# Records provided
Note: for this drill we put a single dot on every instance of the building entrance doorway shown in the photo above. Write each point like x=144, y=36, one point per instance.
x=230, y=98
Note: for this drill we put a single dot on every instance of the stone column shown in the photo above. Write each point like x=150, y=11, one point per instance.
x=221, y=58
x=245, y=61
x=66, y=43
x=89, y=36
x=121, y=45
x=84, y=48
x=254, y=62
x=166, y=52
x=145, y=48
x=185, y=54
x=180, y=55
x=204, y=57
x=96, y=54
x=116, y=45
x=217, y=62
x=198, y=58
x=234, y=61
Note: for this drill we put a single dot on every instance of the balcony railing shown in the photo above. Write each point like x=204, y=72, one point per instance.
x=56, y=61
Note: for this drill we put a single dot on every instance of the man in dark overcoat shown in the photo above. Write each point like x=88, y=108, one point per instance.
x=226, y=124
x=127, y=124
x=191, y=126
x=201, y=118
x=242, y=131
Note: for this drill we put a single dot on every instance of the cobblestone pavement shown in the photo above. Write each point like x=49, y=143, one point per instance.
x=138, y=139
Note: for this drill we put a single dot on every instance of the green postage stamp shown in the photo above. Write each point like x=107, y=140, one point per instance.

# What you should do
In the listing above, find the line with "y=72, one point per instance." and set down that line and all after it exactly, through the final line.

# Task solution
Note: for this drill we put a single dot on every instance of the balcony railing shown in the photo above. Write each point like x=204, y=72, one point per instance.
x=56, y=61
Note: for this drill we put a single dot on every instance of the man in dark overcoat shown in the photo above. Write each point like x=88, y=108, one point per instance.
x=226, y=124
x=127, y=124
x=191, y=126
x=201, y=118
x=242, y=131
Note: for this drill we put a single dot on every instance of the cobblestone pavement shown in the photo above. Write each point like x=49, y=143, one point per instance.
x=138, y=139
Note: for this drill we put a single dot on every instance of the green postage stamp shown in the photo above. Write each point like x=107, y=140, one point per instance.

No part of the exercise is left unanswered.